-------- DATA PROVIDED

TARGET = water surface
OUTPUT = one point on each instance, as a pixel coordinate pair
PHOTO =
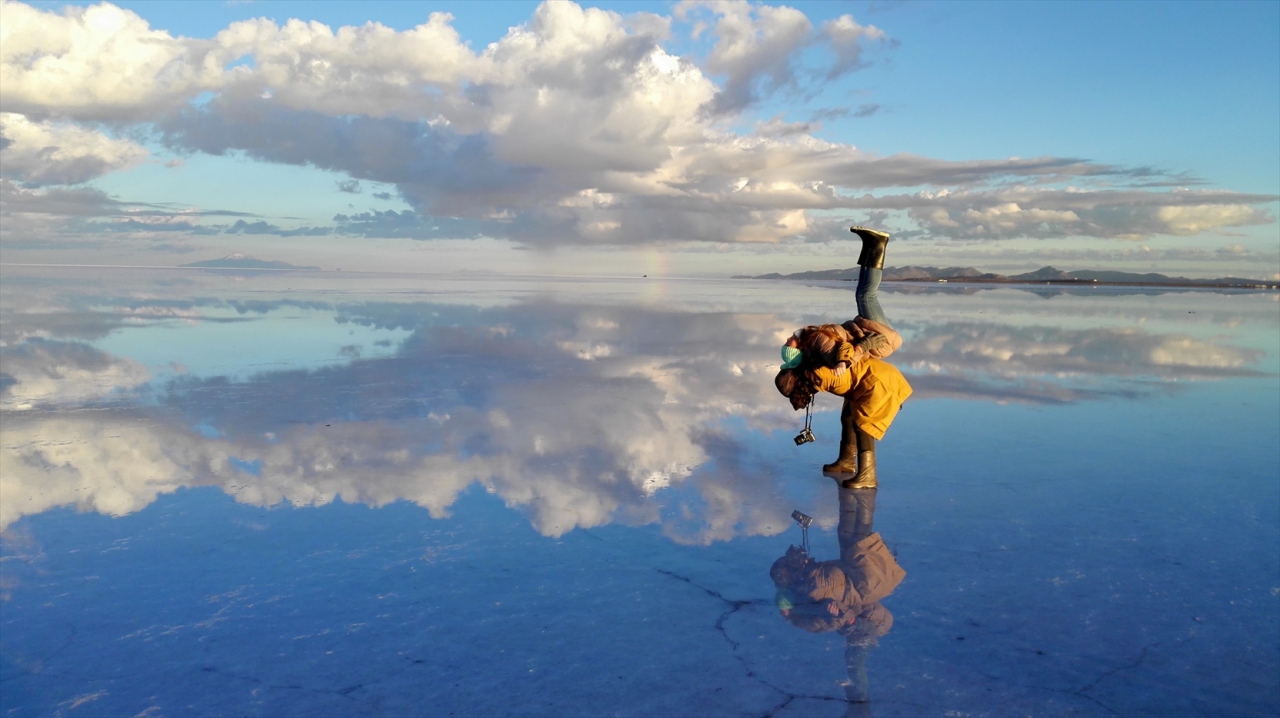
(298, 494)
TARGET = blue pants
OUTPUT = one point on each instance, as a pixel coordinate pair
(868, 295)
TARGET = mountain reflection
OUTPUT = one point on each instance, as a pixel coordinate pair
(575, 412)
(844, 595)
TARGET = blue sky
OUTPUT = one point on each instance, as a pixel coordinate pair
(993, 135)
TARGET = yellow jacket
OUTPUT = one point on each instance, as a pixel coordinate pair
(876, 388)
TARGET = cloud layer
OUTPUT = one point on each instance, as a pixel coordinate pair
(576, 414)
(577, 127)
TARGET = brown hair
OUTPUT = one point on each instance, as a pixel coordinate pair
(795, 385)
(818, 343)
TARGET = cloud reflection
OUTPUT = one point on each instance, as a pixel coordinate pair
(577, 415)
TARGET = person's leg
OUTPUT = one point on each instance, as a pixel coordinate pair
(868, 295)
(865, 476)
(856, 513)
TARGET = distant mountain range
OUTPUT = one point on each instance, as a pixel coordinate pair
(1045, 274)
(245, 261)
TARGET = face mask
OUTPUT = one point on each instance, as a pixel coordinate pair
(791, 357)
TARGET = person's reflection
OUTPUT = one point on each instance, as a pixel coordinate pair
(844, 595)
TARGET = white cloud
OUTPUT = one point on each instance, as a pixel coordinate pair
(97, 63)
(508, 141)
(45, 152)
(46, 373)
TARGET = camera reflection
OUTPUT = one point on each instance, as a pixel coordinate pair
(845, 594)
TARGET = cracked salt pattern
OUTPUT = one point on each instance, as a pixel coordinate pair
(528, 497)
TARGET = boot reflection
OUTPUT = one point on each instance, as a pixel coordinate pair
(844, 595)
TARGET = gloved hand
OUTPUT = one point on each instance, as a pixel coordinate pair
(874, 344)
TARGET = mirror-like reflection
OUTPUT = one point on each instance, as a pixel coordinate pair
(842, 595)
(241, 493)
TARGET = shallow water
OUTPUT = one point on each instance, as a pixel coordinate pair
(301, 494)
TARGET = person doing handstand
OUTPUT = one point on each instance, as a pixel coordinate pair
(848, 360)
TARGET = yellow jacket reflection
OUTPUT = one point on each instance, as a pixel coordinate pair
(876, 388)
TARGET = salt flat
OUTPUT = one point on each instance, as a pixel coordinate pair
(319, 493)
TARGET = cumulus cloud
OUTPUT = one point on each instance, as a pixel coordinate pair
(42, 152)
(576, 415)
(1037, 211)
(97, 63)
(576, 127)
(46, 373)
(1005, 353)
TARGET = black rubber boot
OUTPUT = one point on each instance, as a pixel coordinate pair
(873, 246)
(865, 478)
(848, 461)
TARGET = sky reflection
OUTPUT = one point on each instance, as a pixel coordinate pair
(580, 412)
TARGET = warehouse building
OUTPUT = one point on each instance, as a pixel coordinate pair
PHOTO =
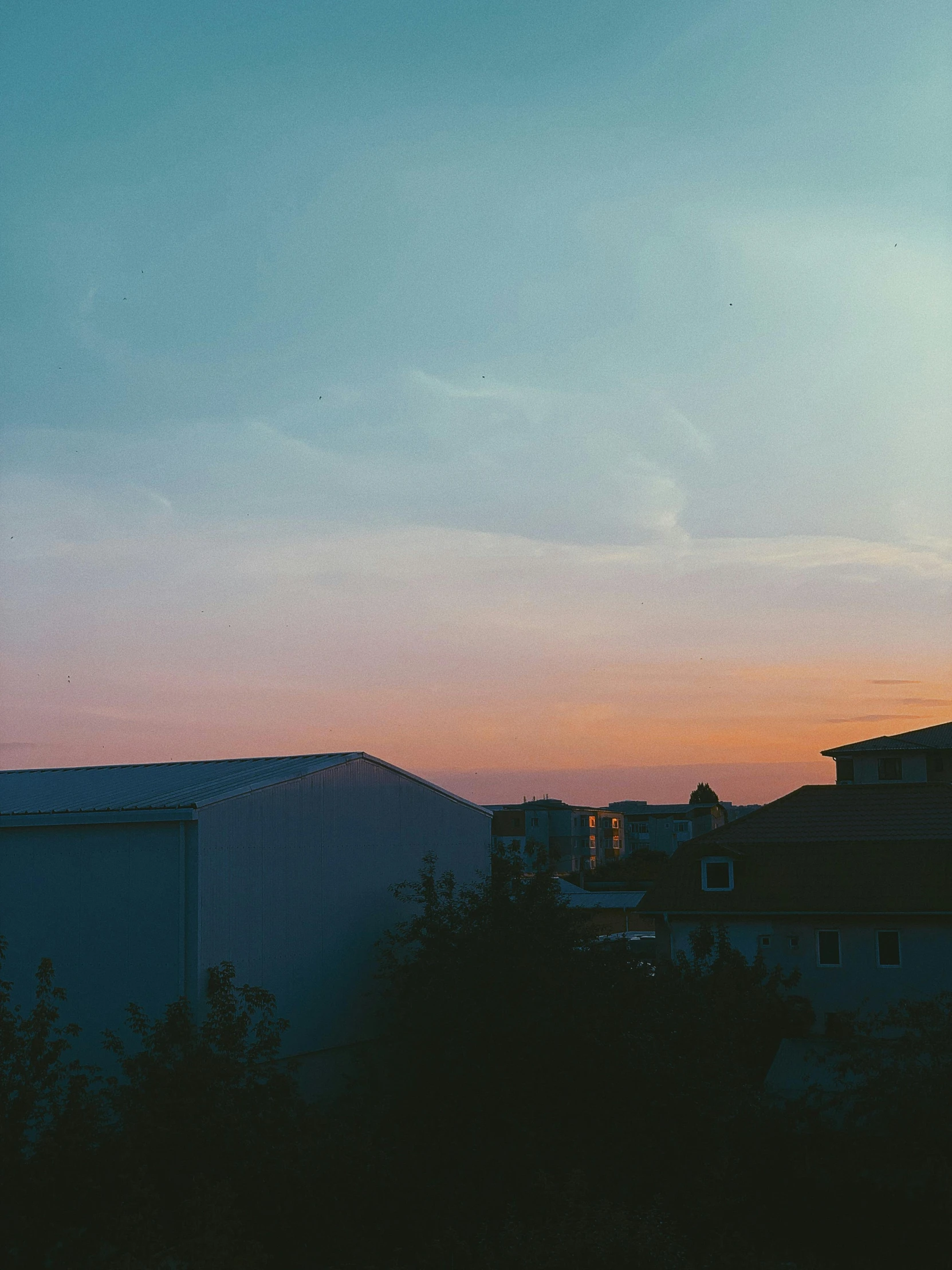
(136, 879)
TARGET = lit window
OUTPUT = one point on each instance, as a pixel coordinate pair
(888, 948)
(828, 948)
(716, 874)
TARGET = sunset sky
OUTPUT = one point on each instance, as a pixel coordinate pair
(503, 389)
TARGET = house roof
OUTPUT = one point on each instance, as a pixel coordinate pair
(844, 813)
(580, 898)
(154, 786)
(819, 878)
(939, 737)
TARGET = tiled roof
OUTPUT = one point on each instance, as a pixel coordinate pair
(144, 786)
(835, 878)
(844, 813)
(939, 737)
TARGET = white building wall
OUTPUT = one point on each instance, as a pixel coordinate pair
(103, 902)
(295, 885)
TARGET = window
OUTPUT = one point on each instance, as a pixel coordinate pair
(828, 948)
(716, 874)
(888, 948)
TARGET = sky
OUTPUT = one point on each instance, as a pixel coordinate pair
(541, 397)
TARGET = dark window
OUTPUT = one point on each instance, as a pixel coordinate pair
(888, 948)
(718, 875)
(828, 948)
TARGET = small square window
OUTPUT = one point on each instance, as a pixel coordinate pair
(716, 875)
(888, 948)
(828, 948)
(844, 771)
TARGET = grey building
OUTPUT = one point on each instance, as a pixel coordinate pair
(849, 885)
(923, 755)
(136, 879)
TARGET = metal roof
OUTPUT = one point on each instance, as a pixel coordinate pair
(939, 737)
(153, 786)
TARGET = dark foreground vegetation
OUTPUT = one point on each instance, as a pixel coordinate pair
(540, 1100)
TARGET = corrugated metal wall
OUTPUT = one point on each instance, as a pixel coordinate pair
(103, 902)
(294, 884)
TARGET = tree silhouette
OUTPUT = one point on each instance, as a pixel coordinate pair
(703, 794)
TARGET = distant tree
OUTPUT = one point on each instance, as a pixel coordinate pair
(703, 794)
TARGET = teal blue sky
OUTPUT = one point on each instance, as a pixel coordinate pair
(383, 373)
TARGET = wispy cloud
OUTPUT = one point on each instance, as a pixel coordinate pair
(872, 718)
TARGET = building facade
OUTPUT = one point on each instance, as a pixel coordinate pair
(923, 755)
(587, 837)
(664, 827)
(849, 887)
(136, 879)
(572, 837)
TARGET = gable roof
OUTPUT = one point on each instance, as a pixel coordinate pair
(939, 737)
(812, 878)
(154, 786)
(843, 813)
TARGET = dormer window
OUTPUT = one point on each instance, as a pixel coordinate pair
(716, 874)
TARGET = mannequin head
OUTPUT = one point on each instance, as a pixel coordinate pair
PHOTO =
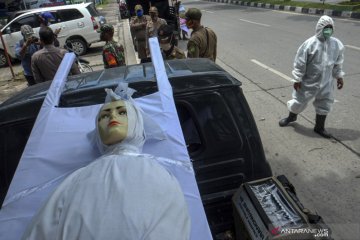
(113, 122)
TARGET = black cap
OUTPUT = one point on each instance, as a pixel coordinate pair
(165, 31)
(193, 14)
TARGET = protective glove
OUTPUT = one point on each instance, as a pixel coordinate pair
(340, 83)
(297, 86)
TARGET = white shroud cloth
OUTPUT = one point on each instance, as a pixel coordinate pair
(128, 196)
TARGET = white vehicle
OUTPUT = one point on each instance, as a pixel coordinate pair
(79, 23)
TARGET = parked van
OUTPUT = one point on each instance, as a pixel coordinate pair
(79, 23)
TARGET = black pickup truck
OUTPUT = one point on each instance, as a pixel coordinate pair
(220, 133)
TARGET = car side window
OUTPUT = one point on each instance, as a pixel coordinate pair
(31, 20)
(69, 14)
(92, 10)
(188, 126)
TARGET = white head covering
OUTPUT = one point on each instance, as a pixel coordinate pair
(323, 21)
(135, 138)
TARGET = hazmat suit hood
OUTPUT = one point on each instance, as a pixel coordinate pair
(323, 21)
(135, 138)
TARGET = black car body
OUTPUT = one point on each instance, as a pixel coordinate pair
(220, 133)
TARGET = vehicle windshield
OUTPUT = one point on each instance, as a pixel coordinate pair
(92, 10)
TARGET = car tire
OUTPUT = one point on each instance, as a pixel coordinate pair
(79, 46)
(3, 59)
(84, 67)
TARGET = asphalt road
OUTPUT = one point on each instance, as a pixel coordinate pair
(258, 47)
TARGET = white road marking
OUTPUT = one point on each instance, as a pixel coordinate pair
(261, 24)
(272, 70)
(207, 11)
(286, 12)
(353, 47)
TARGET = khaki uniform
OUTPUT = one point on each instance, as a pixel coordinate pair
(176, 53)
(138, 28)
(153, 27)
(113, 55)
(201, 46)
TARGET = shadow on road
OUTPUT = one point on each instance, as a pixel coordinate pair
(340, 134)
(330, 191)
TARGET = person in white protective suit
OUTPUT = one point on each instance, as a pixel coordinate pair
(317, 64)
(121, 195)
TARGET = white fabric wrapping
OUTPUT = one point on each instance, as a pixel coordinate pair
(119, 196)
(59, 145)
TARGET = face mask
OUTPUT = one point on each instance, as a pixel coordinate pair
(139, 13)
(327, 32)
(189, 23)
(165, 46)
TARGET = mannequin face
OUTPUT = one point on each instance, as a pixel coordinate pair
(113, 122)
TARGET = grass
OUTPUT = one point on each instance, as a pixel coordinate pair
(343, 6)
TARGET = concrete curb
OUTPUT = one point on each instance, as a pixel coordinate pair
(329, 12)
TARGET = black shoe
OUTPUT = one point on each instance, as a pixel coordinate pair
(285, 121)
(320, 126)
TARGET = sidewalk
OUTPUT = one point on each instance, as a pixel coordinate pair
(329, 12)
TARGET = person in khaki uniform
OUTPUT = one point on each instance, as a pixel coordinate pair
(138, 26)
(203, 40)
(168, 49)
(155, 23)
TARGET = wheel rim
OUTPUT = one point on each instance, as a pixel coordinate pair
(78, 47)
(2, 59)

----------------

Render the lines from the one containing "TARGET = wheel rim" through the end of the items, inclusive, as a Markdown table with the columns Row and Item line. Number each row and omit blank lines.

| Row | Item line |
|---|---|
| 1 | TARGET = wheel rim |
| 2 | OUTPUT = one point on each instance, as a pixel coordinate pair |
| 3 | (78, 47) |
| 4 | (2, 59) |